Render the data below as a numbered list, one line per item, omitting blank lines and leaving out the pictures.

+++ Data extract +++

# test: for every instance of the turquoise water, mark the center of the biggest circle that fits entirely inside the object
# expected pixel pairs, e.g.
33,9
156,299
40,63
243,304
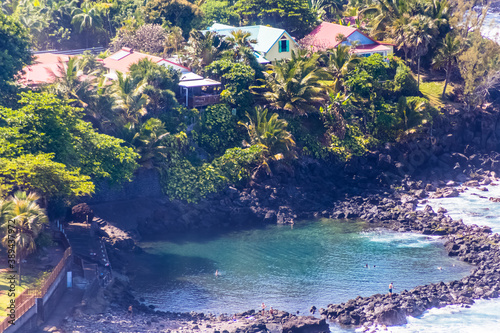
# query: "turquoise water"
315,263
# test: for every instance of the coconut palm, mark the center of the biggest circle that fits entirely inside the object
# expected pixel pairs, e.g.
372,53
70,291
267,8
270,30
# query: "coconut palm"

+++

**Full answer**
1. # test: for every instance of the turquoise water, mark the center of the biggest circle that fits entirely inside the object
2. # expected pixel pairs, e.g.
3. 33,9
4. 156,299
5. 40,63
6. 243,304
7. # query: "turquoise water"
8. 315,263
9. # test: for every instance of the coconut palm, mark the center of the biggest circle that fits entirely inside the object
10. # expected pixel pairs, e.g.
11. 372,53
12. 70,291
13. 267,8
14. 270,30
15. # query: "coconut palm"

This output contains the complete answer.